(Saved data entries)
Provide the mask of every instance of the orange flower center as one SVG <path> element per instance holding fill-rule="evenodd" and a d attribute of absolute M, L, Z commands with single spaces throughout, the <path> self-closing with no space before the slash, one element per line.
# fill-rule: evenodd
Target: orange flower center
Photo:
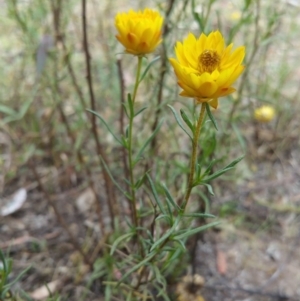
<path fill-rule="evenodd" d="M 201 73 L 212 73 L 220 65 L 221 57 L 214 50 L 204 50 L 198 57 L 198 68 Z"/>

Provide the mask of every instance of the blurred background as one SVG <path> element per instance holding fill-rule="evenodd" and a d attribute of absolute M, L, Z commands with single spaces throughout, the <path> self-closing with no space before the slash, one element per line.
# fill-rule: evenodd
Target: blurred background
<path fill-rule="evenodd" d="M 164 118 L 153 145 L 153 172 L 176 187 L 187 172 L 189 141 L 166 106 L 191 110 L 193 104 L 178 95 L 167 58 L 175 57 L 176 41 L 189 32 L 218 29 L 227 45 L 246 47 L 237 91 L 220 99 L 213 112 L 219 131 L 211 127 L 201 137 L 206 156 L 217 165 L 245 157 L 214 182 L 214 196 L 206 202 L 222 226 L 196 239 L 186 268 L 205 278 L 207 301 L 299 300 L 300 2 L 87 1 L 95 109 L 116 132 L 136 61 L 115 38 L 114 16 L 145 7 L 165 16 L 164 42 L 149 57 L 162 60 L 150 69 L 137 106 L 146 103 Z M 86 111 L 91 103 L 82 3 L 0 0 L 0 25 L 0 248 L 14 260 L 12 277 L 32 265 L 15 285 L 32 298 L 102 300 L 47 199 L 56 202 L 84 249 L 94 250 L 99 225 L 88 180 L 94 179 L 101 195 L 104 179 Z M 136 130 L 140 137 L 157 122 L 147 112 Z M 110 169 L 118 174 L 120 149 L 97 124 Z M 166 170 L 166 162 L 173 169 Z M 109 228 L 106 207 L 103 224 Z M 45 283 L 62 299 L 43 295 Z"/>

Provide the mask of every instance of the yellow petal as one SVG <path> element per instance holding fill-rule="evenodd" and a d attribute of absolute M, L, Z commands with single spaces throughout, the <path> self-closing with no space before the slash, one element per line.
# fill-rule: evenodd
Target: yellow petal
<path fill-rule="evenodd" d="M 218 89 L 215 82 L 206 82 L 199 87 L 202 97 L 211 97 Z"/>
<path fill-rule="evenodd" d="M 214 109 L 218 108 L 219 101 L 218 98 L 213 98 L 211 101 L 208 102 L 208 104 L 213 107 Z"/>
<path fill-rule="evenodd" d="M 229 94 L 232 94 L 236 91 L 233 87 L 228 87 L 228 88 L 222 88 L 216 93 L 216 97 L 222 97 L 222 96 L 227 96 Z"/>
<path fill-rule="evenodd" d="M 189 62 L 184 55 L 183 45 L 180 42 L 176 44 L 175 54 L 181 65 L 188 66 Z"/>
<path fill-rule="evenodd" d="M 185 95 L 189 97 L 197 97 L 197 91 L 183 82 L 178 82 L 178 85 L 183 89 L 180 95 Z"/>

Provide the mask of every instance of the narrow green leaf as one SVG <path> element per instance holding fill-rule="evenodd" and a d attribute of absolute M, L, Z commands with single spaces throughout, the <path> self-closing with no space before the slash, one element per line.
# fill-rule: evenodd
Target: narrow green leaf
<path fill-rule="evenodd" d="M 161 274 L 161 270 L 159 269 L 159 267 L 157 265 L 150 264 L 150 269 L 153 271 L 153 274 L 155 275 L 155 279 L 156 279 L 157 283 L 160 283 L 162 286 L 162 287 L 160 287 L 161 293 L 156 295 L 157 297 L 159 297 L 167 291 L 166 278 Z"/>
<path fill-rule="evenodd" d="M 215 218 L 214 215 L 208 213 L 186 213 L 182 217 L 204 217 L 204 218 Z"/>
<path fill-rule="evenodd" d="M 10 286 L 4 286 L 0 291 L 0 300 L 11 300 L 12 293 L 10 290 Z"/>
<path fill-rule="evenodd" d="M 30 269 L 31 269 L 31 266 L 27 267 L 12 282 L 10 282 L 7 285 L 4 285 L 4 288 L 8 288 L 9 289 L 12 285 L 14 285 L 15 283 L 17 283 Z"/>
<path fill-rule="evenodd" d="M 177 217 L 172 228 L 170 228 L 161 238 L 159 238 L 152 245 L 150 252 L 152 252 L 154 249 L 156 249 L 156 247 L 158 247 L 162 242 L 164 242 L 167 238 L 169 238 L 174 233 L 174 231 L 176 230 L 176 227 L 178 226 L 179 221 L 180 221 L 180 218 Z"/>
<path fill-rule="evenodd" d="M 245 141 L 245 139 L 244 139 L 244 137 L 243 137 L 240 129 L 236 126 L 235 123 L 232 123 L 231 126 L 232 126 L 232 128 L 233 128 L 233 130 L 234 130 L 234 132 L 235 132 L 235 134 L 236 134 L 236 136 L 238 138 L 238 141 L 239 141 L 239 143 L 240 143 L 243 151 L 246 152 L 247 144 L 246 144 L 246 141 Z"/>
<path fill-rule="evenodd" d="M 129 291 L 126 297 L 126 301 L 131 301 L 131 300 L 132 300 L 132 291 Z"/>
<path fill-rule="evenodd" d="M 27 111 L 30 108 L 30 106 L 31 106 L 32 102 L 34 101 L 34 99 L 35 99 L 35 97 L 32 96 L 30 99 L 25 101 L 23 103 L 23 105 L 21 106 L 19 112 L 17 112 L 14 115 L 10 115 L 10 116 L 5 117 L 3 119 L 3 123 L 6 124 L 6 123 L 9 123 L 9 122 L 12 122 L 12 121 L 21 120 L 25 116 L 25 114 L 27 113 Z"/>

Problem to solve » Copy every record exactly as it appears, apart from any pictures.

Task response »
Provide the mask of every instance of the orange flower center as one SVG <path> element per instance holding fill-rule="evenodd" and a d attribute of absolute M, L, Z commands with single spaces throughout, the <path> self-closing with no space before the slash, one element per line.
# fill-rule: evenodd
Target: orange flower center
Photo:
<path fill-rule="evenodd" d="M 201 73 L 212 73 L 220 65 L 221 57 L 214 50 L 204 50 L 198 57 L 198 68 Z"/>

Provide the mask of every instance of the blurred background as one SVG <path> element per instance holding fill-rule="evenodd" and a d attribute of absolute M, L, Z commands with single spaces throughout, the <path> self-closing with no space before the slash, one element per line.
# fill-rule: evenodd
Target: blurred background
<path fill-rule="evenodd" d="M 164 118 L 153 145 L 153 172 L 176 187 L 187 172 L 189 141 L 166 106 L 191 110 L 193 104 L 178 95 L 167 58 L 175 57 L 176 41 L 189 32 L 218 29 L 227 45 L 246 47 L 237 91 L 220 99 L 213 112 L 219 131 L 211 127 L 201 137 L 206 156 L 217 165 L 245 157 L 214 182 L 214 196 L 206 202 L 222 226 L 196 239 L 186 268 L 205 278 L 207 301 L 299 300 L 300 2 L 87 1 L 95 109 L 116 132 L 136 61 L 115 38 L 114 16 L 145 7 L 165 16 L 164 42 L 149 57 L 162 60 L 150 69 L 137 106 L 146 103 Z M 86 111 L 91 103 L 82 3 L 0 0 L 0 25 L 0 248 L 14 260 L 12 277 L 32 265 L 15 285 L 32 298 L 102 300 L 47 199 L 56 202 L 84 249 L 94 250 L 99 225 L 88 180 L 94 179 L 101 195 L 104 179 Z M 136 130 L 140 137 L 157 122 L 147 112 Z M 110 169 L 118 174 L 120 149 L 97 124 Z M 166 170 L 166 162 L 173 169 Z M 109 228 L 106 207 L 103 224 Z M 45 283 L 62 299 L 43 295 Z"/>

Provide the mask of every instance of the yellow petal as one SVG <path> element per instance holding fill-rule="evenodd" and a d attribute of absolute M, L, Z commands with single spaces throughout, the <path> self-closing with no space before the slash, one element per line.
# fill-rule: evenodd
Target: yellow petal
<path fill-rule="evenodd" d="M 218 89 L 215 82 L 206 82 L 199 87 L 202 97 L 211 97 Z"/>
<path fill-rule="evenodd" d="M 214 109 L 218 108 L 219 101 L 218 98 L 213 98 L 211 101 L 208 102 L 208 104 L 213 107 Z"/>
<path fill-rule="evenodd" d="M 229 94 L 232 94 L 236 91 L 233 87 L 228 87 L 228 88 L 222 88 L 216 93 L 216 97 L 222 97 L 222 96 L 227 96 Z"/>
<path fill-rule="evenodd" d="M 189 62 L 184 55 L 183 45 L 180 42 L 176 44 L 175 54 L 181 65 L 188 66 Z"/>
<path fill-rule="evenodd" d="M 185 95 L 189 97 L 197 97 L 197 91 L 183 82 L 178 82 L 178 85 L 183 89 L 180 95 Z"/>

Provide the mask of every instance of the narrow green leaf as one SVG <path> element per instance holding fill-rule="evenodd" and a d attribute of absolute M, L, Z commands with single spaces throughout, the <path> self-closing with no space before the slash, one element per line.
# fill-rule: evenodd
Target: narrow green leaf
<path fill-rule="evenodd" d="M 161 274 L 161 270 L 159 269 L 159 267 L 157 265 L 150 264 L 150 269 L 153 271 L 153 274 L 155 275 L 155 279 L 156 279 L 157 283 L 160 283 L 162 286 L 162 287 L 160 287 L 161 293 L 156 295 L 157 297 L 159 297 L 167 291 L 166 278 Z"/>
<path fill-rule="evenodd" d="M 215 218 L 214 215 L 208 213 L 186 213 L 182 217 L 204 217 L 204 218 Z"/>
<path fill-rule="evenodd" d="M 10 286 L 4 286 L 0 291 L 0 300 L 11 300 L 12 293 L 10 290 Z"/>
<path fill-rule="evenodd" d="M 30 269 L 31 269 L 31 266 L 27 267 L 12 282 L 10 282 L 7 285 L 4 285 L 4 288 L 8 288 L 9 289 L 12 285 L 14 285 L 15 283 L 17 283 Z"/>
<path fill-rule="evenodd" d="M 177 217 L 172 228 L 170 228 L 161 238 L 159 238 L 152 245 L 150 252 L 152 252 L 154 249 L 156 249 L 156 247 L 158 247 L 162 242 L 164 242 L 167 238 L 169 238 L 174 233 L 174 231 L 176 230 L 176 227 L 178 226 L 179 221 L 180 221 L 180 218 Z"/>
<path fill-rule="evenodd" d="M 245 141 L 245 139 L 244 139 L 244 137 L 243 137 L 240 129 L 236 126 L 235 123 L 232 123 L 231 126 L 232 126 L 232 128 L 233 128 L 233 130 L 234 130 L 234 132 L 235 132 L 235 134 L 236 134 L 236 136 L 238 138 L 238 141 L 239 141 L 239 143 L 240 143 L 243 151 L 246 152 L 247 144 L 246 144 L 246 141 Z"/>
<path fill-rule="evenodd" d="M 129 291 L 126 297 L 126 301 L 131 301 L 131 300 L 132 300 L 132 291 Z"/>
<path fill-rule="evenodd" d="M 27 111 L 30 108 L 30 106 L 31 106 L 32 102 L 34 101 L 34 99 L 35 99 L 35 97 L 32 96 L 30 99 L 25 101 L 23 103 L 23 105 L 21 106 L 19 112 L 17 112 L 14 115 L 10 115 L 10 116 L 5 117 L 3 119 L 3 123 L 6 124 L 6 123 L 9 123 L 9 122 L 12 122 L 12 121 L 21 120 L 25 116 L 25 114 L 27 113 Z"/>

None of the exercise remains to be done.